# LISTED ENTRIES
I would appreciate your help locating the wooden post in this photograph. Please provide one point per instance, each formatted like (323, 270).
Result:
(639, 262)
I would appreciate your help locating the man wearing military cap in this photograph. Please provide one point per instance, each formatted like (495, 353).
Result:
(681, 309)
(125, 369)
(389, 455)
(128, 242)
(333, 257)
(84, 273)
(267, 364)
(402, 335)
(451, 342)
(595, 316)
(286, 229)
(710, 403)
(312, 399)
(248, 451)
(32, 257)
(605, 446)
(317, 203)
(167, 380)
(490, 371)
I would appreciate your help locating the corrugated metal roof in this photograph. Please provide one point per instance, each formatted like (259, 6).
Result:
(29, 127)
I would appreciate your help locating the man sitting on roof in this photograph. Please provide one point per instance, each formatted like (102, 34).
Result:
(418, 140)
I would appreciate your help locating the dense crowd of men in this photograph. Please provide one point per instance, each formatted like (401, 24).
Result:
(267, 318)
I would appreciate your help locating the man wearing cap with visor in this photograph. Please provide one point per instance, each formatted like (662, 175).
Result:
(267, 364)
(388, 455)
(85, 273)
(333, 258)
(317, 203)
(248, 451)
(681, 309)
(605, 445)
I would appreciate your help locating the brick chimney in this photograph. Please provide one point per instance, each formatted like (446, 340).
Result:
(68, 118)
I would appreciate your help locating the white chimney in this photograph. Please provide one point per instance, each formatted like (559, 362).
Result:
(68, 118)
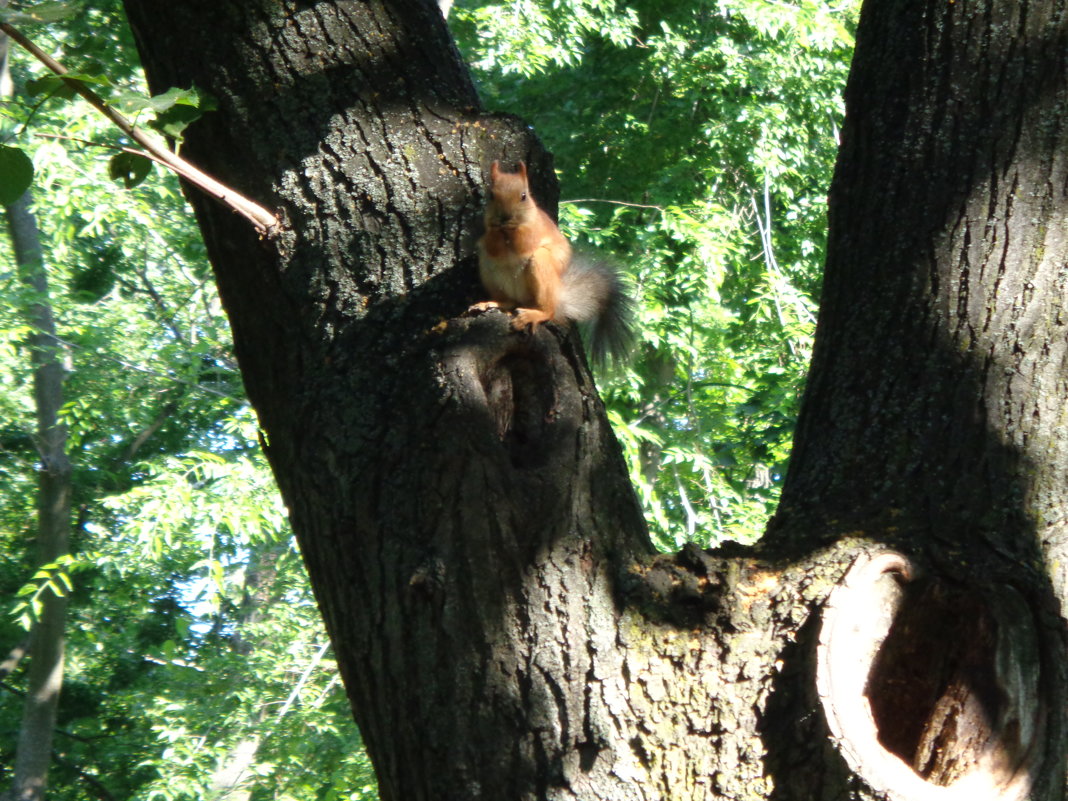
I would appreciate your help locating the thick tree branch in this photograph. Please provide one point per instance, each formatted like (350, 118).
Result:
(258, 216)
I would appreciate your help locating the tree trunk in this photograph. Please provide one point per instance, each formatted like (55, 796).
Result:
(45, 674)
(502, 626)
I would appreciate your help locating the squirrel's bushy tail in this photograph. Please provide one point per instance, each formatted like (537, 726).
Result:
(594, 293)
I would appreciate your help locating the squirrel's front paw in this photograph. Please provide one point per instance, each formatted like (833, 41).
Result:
(528, 318)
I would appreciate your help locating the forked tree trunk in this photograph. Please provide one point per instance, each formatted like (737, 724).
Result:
(501, 624)
(33, 754)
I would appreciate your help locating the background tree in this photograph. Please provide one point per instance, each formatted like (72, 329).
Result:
(502, 626)
(171, 669)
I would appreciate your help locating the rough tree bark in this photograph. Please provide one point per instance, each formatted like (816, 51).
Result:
(45, 675)
(502, 626)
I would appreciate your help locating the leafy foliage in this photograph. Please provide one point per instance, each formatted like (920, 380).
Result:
(195, 655)
(694, 141)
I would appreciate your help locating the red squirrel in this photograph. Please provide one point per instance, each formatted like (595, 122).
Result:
(525, 264)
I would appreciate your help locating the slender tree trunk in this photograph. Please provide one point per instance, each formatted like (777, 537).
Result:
(45, 674)
(501, 624)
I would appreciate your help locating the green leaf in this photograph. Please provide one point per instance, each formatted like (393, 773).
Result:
(16, 174)
(175, 120)
(174, 96)
(41, 13)
(129, 168)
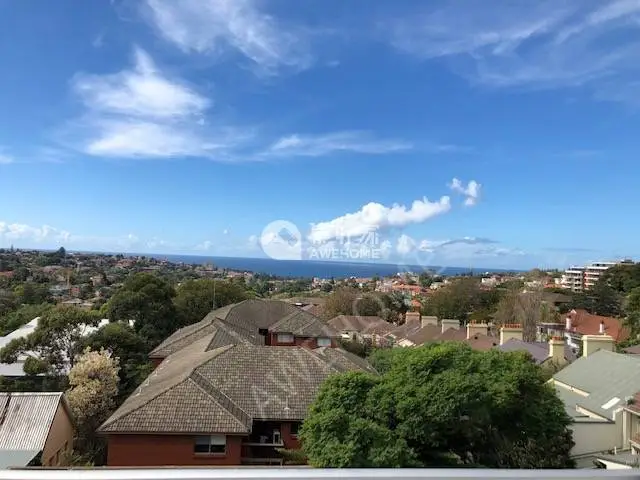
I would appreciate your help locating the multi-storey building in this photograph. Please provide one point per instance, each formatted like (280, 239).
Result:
(578, 279)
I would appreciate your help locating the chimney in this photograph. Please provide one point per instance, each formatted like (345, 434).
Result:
(593, 343)
(412, 318)
(509, 331)
(448, 323)
(429, 320)
(474, 329)
(556, 350)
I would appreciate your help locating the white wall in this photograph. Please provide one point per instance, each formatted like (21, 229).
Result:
(596, 437)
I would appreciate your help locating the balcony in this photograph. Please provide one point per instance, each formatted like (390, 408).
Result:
(297, 473)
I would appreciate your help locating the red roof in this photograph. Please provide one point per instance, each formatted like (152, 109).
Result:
(585, 323)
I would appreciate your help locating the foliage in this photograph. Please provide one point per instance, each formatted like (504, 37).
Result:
(53, 340)
(148, 301)
(93, 388)
(455, 300)
(196, 298)
(32, 293)
(437, 406)
(24, 314)
(124, 344)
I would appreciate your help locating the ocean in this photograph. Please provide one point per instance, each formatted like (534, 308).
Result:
(317, 268)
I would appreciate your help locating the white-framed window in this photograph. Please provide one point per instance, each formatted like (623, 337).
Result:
(285, 338)
(211, 444)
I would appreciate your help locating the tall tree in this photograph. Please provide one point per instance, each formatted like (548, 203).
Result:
(148, 301)
(93, 388)
(53, 341)
(195, 298)
(440, 405)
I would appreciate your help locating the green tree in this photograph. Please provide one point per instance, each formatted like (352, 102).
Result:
(196, 298)
(125, 345)
(148, 301)
(440, 405)
(53, 341)
(93, 388)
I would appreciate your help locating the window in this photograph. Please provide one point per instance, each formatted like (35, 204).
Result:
(285, 338)
(211, 444)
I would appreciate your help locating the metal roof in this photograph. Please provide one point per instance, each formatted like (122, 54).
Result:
(16, 458)
(25, 419)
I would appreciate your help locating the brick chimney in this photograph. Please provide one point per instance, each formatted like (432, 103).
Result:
(429, 320)
(593, 343)
(556, 350)
(474, 329)
(448, 323)
(412, 318)
(509, 331)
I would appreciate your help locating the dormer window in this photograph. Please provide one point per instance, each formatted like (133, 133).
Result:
(285, 338)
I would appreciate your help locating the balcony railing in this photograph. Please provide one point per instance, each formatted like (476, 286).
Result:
(297, 473)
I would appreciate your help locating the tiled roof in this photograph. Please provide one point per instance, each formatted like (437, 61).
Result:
(588, 324)
(452, 334)
(538, 350)
(28, 418)
(605, 376)
(240, 324)
(357, 323)
(482, 342)
(224, 390)
(303, 324)
(424, 334)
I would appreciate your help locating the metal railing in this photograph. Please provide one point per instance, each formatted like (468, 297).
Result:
(285, 473)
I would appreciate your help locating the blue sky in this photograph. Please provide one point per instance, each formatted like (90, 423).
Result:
(464, 134)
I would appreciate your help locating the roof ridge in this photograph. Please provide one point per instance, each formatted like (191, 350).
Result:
(113, 418)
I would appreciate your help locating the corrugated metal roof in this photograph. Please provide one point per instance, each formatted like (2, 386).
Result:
(16, 458)
(27, 419)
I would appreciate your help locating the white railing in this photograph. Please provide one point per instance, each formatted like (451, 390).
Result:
(270, 473)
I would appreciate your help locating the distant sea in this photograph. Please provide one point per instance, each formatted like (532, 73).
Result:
(315, 268)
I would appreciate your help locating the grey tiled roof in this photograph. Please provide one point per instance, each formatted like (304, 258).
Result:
(224, 390)
(240, 324)
(604, 376)
(303, 324)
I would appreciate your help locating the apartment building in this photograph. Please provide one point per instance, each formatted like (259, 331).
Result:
(578, 279)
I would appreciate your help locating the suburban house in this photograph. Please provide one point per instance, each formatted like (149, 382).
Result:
(579, 323)
(598, 391)
(35, 429)
(362, 328)
(232, 389)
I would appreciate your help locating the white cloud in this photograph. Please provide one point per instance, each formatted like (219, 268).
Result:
(211, 26)
(471, 191)
(549, 43)
(375, 216)
(405, 244)
(324, 144)
(141, 92)
(141, 113)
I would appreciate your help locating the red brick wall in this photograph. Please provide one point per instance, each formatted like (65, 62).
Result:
(166, 450)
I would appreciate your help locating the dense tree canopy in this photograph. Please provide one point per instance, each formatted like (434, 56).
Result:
(148, 301)
(440, 405)
(195, 298)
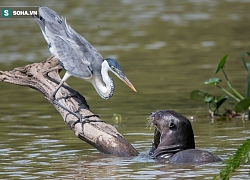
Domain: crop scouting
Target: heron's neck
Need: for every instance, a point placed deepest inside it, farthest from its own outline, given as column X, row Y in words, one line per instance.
column 104, row 84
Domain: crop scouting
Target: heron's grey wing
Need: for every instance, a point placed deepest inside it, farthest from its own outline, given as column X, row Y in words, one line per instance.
column 84, row 48
column 78, row 56
column 72, row 63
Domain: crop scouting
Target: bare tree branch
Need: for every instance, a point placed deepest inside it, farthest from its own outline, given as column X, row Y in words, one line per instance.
column 102, row 136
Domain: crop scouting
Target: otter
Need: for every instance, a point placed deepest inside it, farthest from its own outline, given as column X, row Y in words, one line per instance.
column 174, row 140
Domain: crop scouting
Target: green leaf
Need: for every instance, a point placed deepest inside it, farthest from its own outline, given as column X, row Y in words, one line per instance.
column 221, row 64
column 212, row 81
column 242, row 105
column 248, row 87
column 244, row 62
column 198, row 94
column 209, row 99
column 219, row 101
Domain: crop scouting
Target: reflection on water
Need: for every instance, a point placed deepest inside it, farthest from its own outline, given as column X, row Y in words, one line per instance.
column 166, row 49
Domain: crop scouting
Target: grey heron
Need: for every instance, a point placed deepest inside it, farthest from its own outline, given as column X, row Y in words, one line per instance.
column 77, row 56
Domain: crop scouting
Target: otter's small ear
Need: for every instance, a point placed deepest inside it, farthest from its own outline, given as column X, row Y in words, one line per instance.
column 172, row 125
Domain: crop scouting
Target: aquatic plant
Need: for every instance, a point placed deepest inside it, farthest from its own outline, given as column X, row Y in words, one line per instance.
column 240, row 157
column 214, row 102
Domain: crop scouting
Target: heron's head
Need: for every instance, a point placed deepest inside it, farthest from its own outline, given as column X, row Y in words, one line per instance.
column 115, row 68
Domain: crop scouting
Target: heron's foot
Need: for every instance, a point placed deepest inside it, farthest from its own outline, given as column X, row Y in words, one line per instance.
column 85, row 119
column 46, row 72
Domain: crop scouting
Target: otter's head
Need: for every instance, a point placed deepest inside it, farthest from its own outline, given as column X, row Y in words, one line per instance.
column 173, row 132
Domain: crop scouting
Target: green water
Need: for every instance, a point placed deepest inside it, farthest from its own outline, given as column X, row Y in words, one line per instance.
column 166, row 49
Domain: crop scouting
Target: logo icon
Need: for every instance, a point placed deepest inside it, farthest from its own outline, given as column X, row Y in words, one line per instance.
column 6, row 13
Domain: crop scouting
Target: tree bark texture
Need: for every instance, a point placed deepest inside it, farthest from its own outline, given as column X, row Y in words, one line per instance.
column 97, row 133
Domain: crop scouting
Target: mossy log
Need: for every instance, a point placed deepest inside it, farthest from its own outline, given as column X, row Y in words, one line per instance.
column 97, row 133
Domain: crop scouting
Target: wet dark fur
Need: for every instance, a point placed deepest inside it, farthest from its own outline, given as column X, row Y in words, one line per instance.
column 174, row 139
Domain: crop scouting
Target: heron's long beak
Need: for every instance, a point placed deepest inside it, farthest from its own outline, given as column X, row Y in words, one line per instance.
column 122, row 77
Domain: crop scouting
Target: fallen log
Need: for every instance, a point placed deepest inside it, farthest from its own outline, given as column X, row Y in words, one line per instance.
column 94, row 131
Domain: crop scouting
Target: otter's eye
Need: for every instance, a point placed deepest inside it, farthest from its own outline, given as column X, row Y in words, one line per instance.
column 172, row 125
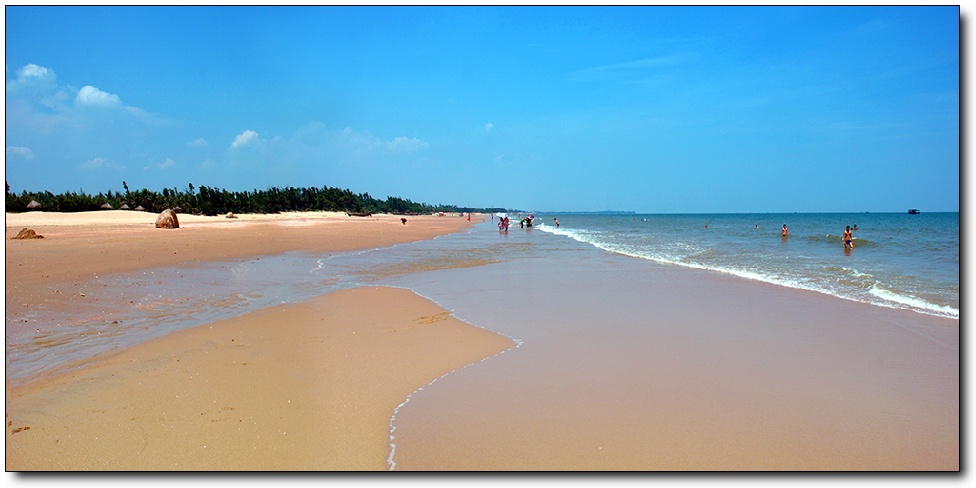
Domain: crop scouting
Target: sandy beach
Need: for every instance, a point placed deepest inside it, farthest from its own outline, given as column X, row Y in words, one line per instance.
column 621, row 364
column 308, row 386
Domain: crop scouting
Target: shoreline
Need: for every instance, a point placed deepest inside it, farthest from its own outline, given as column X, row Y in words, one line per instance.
column 218, row 396
column 676, row 369
column 627, row 364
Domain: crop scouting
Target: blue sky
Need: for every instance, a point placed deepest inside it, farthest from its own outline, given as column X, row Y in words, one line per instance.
column 651, row 109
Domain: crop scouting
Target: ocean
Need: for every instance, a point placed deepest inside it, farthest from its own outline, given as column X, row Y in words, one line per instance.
column 898, row 260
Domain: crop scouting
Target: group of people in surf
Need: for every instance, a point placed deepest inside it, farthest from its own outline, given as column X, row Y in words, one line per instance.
column 848, row 237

# WHAT TO PRODUCE
Which lines in the data above contain the word "tiled"? Report every one of them in full.

# TASK OUTPUT
I would appreciate your help locating the tiled roof in this photograph. Please provide one point per instance, each formatted like (437, 61).
I would appreciate your help locating the grey tiled roof in this photograph. Please provide one point per instance, each formatted like (304, 258).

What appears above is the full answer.